PROBLEM STATEMENT :: Carry on writing the passage on pseudo self-similar tilings, starting right after its final sentence.

DOCUMENT PASSAGE ::
"""

Psuedo Self-similar Structures


Introduction

Given a set of (well-behaved) polygons, there are many ways to arrange them to fully cover the real plane, such that the pattern is everywhere non-repeating, or aperiodic. A particular such pattern is called an aperiodic tiling. Many such aperiodic tilings arise from a substitution rule - a way to arrange the given polygons to form a scaled-up version of those same polygons (see below for an example using the Chair Tiling). In the limit, this gives infinitely many ways to cover the entire plane without repetition. The many different possible tilings of \(\mathbb{R}^2\) which arise from a substitution rule lead to a topological space called a tiling space, the study of which has been of particular interest to mathematicians and materials physicists since the 1970’s.

Example of a substitution using the chair tiling

Along with traditional substitution rules, some aperiodic tilings can arise from ‘pseudosubstitution rules’, also called substitution-with-amalgamation. In these cases, rather than forming a scaled-up version of the initial shapes, the substitution creates a new shape which may have missing corners, or parts jutting outside of the original. See below for an example, using the Penrose Kite-Dart pseudosubstitution.

Example of a pseudosubstitution using the Penrose kite-dart
Example of a pseudosubstitution using the Penrose kite-dart

Explicitly computing topological invariants on arbitrary aperiodic tilings is difficult, but can be made easier by rewriting the substitution rule into one which behaves more nicely. In particular, for a standard substitution, we can ‘collar’ - decorate the tiles with descriptions of their neighbors - to obtain such a substitution. Pseudosubtitutions do not have quite the same structure as regular substitutions, yet we would like to be able to analyze them in a similar way. In particular, when working with pseudosubstitutions, we can rewrite the substitution rule in the same way, but doing so would require collaring possibly more than once (i.e. decorating with not only direct neighbors, but also neighbors-of-neighbors, etc.).

Our goal for this project is to develop a script which can take in arbitrary pseudosubstitutions and find the rewritten substitution rule in order to directly compute certain topological invariants.

"""

SOURCE MATERIAL ::
"""

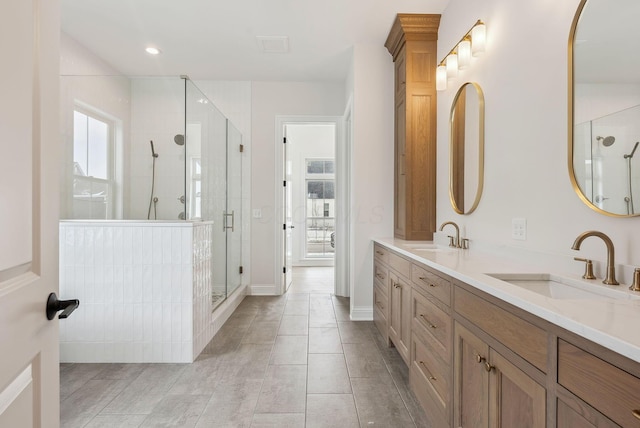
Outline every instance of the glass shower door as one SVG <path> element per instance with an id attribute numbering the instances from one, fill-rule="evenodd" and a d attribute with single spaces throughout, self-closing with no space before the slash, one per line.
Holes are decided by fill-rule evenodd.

"""

RESULT ::
Future Work

Our goal is to finish constructing the AP-complex for the chair tiling and the Penrose kite dart tiling (see under Mathematical Background for more information). This means writing the induced substitution rule on \(k\)-collared prototiles and determining all possible identifications of boundaries of \(k\)-collared prototiles. For the Penrose kite dart, we need to write code to determine the \(k\) such that the \(k\)-collars form the AP-complex. Additionally, we need to write code to determine when we have found all possible \(k\)-collars (i.e., when can we stop searching supertiles for \(k\)-collars).

All our code should be able to be generalized for any pseudosubstitution tilings. The next tiling we would like to work on is the Godreche-Lancon-Billard binary tiling. Ultimately, the goal is to explicitly compute topological invariants from the resulting branched manifold and corresponding induced self-map, i.e. cohomology groups.

Progress

Our current progress can be found on GitHub.

Chair Tiling:

level 4 Chair supertile

1-collar 1-collar 1-collar

Penrose Kite and Dart Tiling:

level 3 Dart supertile
level 3 Kite supertile

1-collar 1-collar incomplete 1-collar

Some Next Tasks:

Our code can be easily generalized to work with other substitutions, once the substitution rule is written. We hope to make the program more accessible to other researchers once we have expanded its functionality.

Mathematical Background

There are two ways to consider a tiling space. One is identifying it with the standard Euclidean space \(\mathbb{R}^2\) and define what the open sets are. The other way is to identify it using inverse limit. Let me first introduce the purely topological definition.

Definition (Open sets in tiling spaces) A basic open set \(C(P,U)\) of a tiling space are defined by two parameters: a patch \(P\) and a set \(U\) denoting all the possible locations of the origin relative to that patch.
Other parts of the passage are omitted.